Personal information
- Full name: Robert Urban Jean Samatan
- Born: 16 April 1909 Toulouse, France
- Died: 4 May 1986 (aged 77) Antibes, France

Playing information
- Height: 5 ft 10 in (1.78 m)
- Weight: 76 kg (12 st 0 lb)

Rugby union
- Position: Wing
Club
| Years | Team | Pld | T | G | FG | P |
| 1930–31 | Agen |  |  |  |  |  |
Representative
| Years | Team | Pld | T | G | FG | P |
| 1930–31 | France | 10 |  |  |  | 6 |

Rugby league
- Position: wing
Club
| Years | Team | Pld | T | G | FG | P |
| 1934–?? | Lyon |  |  |  |  |  |
|  | RC Roanne XIII | 6 |  |  |  |  |
|  | Total | 6 | 0 | 0 | 0 | 0 |
Representative
| Years | Team | Pld | T | G | FG | P |
| 1934–37 | France |  |  |  |  | 12 |

Coaching information
Representative
| Years | Team | Gms | W | D | L | W% |
| 1951–54 | France |  |  |  |  |  |
- As of 16 January 2021

= Robert Samatan =

French dual-code international rugby footballer

Robert Samatan, nicknamed Bob la Science (Toulouse, 16 April 1909 - Antibes, 4 May 1986) was a French rugby union and rugby league footballer.

◆ **Data shown**
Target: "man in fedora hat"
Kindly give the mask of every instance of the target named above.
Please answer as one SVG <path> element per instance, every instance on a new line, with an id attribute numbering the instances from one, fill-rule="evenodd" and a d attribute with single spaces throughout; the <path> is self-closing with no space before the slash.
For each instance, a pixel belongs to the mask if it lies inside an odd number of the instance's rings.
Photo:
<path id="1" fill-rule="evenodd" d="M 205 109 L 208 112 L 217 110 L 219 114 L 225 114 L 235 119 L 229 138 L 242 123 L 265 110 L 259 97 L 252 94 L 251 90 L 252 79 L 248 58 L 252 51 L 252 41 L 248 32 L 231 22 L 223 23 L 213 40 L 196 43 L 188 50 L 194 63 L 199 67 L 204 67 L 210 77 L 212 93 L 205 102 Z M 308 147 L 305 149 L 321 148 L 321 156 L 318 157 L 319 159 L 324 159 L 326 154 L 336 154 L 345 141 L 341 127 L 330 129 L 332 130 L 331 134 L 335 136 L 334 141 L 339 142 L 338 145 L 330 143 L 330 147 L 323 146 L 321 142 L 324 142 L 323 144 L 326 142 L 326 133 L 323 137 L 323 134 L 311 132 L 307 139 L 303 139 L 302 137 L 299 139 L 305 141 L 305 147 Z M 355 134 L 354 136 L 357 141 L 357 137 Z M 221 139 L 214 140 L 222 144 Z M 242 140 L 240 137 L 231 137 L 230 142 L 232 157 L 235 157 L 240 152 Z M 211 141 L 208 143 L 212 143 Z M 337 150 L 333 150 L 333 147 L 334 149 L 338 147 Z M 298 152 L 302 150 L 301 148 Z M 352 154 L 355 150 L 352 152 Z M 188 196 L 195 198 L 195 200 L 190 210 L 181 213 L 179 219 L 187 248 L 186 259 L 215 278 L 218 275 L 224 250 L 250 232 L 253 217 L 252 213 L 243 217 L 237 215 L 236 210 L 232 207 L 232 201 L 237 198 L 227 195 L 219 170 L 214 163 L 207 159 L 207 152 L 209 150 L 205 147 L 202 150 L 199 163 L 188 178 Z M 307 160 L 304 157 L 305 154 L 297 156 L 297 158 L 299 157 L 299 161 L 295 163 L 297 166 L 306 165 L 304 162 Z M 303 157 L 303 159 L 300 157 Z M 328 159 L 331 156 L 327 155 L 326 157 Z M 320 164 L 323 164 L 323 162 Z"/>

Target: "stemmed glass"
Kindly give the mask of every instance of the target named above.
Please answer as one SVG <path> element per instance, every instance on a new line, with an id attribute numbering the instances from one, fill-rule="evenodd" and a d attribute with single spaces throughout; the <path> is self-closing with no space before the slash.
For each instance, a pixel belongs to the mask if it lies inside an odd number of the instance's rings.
...
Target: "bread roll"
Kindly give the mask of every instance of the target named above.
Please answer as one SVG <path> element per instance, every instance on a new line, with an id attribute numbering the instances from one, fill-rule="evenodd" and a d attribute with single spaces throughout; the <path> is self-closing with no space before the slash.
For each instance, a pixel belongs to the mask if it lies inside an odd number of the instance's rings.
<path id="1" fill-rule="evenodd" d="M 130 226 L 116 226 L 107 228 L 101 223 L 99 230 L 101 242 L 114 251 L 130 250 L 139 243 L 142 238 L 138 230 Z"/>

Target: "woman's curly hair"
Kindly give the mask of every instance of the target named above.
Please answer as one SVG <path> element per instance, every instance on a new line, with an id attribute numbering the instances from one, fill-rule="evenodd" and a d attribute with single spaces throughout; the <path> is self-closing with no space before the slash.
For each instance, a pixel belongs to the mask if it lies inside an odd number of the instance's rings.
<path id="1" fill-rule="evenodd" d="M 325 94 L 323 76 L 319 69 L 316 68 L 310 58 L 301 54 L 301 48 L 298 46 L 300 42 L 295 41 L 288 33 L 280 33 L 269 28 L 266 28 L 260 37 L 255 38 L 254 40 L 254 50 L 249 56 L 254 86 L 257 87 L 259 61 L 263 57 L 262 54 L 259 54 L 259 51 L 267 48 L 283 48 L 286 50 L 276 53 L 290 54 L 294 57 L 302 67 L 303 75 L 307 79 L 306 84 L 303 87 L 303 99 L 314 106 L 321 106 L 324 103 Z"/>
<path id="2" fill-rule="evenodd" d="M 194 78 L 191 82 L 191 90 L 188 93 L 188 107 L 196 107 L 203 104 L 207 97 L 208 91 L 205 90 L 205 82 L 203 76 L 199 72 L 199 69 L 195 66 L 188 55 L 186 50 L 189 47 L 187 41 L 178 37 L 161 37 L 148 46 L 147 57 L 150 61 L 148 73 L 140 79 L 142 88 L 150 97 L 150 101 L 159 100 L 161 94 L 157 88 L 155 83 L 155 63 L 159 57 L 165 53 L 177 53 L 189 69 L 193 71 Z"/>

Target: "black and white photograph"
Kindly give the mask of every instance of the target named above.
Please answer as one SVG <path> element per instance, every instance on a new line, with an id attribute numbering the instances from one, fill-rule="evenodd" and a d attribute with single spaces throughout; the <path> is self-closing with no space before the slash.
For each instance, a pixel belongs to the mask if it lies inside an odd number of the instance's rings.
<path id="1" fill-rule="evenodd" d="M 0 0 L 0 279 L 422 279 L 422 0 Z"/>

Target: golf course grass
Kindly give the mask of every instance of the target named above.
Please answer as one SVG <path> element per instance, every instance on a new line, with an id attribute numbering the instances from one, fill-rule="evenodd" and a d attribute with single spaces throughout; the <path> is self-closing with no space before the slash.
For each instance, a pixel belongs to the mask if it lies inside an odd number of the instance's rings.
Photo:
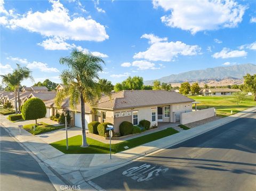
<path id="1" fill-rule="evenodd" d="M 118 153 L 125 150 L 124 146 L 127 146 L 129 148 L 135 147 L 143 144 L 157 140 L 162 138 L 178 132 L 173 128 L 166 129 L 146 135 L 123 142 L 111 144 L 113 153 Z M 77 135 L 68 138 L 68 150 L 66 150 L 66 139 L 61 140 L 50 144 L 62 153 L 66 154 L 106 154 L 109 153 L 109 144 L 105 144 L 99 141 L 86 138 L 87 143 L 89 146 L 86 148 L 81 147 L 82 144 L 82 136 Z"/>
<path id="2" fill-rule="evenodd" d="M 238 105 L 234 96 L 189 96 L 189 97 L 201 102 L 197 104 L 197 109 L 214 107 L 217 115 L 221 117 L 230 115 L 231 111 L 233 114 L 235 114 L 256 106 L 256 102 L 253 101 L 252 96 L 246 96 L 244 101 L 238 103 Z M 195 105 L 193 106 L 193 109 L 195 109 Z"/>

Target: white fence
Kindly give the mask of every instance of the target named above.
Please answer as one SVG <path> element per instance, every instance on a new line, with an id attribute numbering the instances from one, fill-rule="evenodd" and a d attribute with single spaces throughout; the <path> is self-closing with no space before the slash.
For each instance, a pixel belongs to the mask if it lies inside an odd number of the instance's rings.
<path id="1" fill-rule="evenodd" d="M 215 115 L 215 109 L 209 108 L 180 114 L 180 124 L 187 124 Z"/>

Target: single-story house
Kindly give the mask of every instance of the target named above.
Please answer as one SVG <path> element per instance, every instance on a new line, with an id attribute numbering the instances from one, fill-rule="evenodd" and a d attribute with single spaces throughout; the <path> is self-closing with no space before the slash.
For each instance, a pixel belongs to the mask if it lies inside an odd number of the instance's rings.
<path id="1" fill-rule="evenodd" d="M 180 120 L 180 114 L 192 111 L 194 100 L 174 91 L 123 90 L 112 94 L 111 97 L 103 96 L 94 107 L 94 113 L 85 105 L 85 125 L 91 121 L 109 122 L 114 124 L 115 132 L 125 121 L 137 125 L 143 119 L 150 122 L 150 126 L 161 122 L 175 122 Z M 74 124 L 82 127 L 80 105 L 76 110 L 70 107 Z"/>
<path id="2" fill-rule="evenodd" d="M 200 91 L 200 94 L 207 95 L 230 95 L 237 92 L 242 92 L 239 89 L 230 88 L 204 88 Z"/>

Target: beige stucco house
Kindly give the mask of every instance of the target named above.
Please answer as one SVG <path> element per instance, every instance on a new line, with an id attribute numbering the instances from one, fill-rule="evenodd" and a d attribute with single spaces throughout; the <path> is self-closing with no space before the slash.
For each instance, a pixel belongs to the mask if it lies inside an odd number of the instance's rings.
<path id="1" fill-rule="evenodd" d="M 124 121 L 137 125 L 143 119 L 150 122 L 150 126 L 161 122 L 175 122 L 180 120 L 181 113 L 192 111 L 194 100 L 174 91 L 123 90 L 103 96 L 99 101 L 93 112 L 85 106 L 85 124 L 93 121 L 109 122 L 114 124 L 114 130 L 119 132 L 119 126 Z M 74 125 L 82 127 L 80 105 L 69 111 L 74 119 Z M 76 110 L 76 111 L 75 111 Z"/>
* * *
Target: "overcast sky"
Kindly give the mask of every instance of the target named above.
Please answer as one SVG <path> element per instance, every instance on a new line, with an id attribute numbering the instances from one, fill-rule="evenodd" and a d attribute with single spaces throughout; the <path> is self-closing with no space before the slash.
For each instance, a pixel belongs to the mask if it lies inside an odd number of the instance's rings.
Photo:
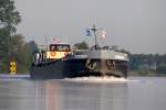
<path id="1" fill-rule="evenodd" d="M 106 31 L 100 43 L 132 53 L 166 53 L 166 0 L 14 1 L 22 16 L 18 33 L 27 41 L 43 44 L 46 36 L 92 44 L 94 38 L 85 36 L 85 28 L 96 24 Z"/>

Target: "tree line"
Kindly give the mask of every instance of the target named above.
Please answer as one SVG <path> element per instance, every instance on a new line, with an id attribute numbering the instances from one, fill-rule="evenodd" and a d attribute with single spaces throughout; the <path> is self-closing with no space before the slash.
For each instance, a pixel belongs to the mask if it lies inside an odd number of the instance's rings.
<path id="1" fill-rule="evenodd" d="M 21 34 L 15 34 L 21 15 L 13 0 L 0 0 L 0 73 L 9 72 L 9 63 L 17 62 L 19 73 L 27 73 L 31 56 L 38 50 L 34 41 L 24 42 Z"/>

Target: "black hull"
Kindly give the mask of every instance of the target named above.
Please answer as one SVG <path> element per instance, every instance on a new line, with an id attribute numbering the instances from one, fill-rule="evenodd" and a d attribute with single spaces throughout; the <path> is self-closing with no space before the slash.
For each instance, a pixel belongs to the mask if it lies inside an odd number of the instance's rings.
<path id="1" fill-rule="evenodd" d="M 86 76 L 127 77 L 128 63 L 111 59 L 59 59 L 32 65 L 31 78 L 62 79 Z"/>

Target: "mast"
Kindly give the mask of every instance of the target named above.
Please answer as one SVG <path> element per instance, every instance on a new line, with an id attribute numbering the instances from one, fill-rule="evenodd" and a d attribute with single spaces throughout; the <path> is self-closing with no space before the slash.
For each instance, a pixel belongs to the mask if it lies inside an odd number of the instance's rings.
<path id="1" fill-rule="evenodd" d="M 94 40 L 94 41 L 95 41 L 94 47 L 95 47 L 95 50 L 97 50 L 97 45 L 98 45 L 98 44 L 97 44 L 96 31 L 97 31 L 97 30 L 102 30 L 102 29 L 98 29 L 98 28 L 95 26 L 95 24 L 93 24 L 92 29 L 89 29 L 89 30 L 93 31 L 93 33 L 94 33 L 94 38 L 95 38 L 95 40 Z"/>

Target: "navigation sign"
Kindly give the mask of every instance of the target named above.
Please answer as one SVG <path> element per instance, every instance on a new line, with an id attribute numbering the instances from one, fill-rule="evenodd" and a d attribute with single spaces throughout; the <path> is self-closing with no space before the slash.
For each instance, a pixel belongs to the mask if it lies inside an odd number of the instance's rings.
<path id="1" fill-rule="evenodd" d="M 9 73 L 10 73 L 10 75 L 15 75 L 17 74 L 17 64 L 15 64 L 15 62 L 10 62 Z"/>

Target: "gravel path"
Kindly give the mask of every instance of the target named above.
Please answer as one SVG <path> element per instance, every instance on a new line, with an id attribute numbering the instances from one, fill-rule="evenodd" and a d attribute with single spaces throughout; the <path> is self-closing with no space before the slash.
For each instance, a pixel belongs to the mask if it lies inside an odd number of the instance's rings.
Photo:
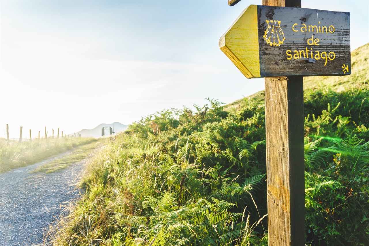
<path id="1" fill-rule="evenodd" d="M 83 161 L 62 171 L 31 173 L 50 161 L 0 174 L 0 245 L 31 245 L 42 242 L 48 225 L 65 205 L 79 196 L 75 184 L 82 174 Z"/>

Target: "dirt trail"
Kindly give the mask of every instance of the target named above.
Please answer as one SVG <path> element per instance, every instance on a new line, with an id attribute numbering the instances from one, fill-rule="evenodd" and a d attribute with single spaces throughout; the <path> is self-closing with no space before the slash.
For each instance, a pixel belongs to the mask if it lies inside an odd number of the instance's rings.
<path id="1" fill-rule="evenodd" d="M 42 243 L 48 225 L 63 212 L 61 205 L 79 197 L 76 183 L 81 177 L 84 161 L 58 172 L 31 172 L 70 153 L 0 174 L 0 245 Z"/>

◆ **Tasks to complete**
a - From the text on Robert Samatan, write out the part that opens with the words containing "Personal information" and closes with "(12 st 0 lb)".
b - According to the text on Robert Samatan, what was his nickname?

◆ **Answers to this exercise**
a -
Personal information
- Full name: Robert Urban Jean Samatan
- Born: 16 April 1909 Toulouse, France
- Died: 4 May 1986 (aged 77) Antibes, France

Playing information
- Height: 5 ft 10 in (1.78 m)
- Weight: 76 kg (12 st 0 lb)

b - Bob la Science